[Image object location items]
**********

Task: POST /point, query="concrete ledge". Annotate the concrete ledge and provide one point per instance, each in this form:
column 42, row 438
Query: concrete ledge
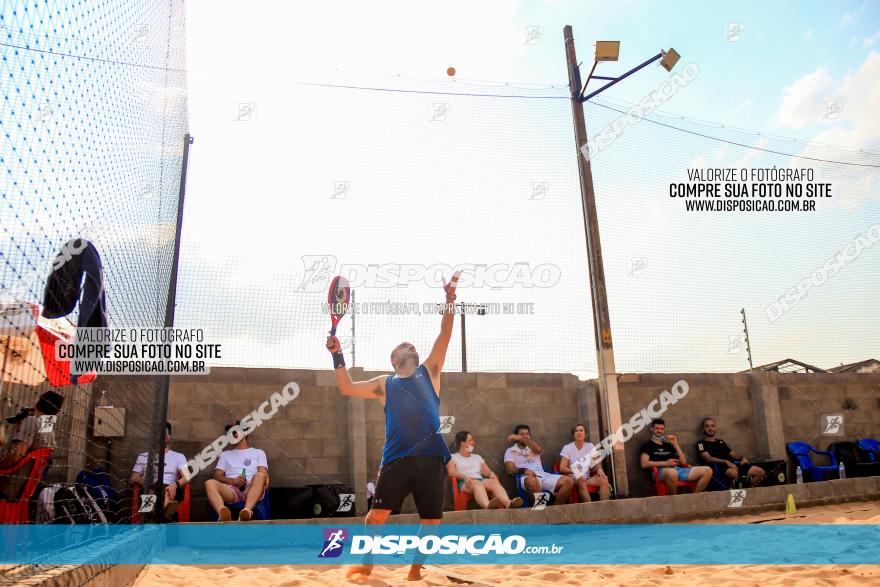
column 91, row 575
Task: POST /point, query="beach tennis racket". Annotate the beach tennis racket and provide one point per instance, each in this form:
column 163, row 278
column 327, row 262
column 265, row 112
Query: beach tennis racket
column 338, row 297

**********

What the task asks: Could you reproduce only the lines from the one containing "Annotate the beach" through the end of the items, substituting "paddle" for "racket" everywhere and leaving everything else unchanged?

Answer for the task:
Task: POST /point, query="beach tennis paddle". Annotate the beach tennis paddle and provide one point per instance, each in this form:
column 163, row 278
column 327, row 262
column 265, row 112
Query: beach tennis paddle
column 338, row 297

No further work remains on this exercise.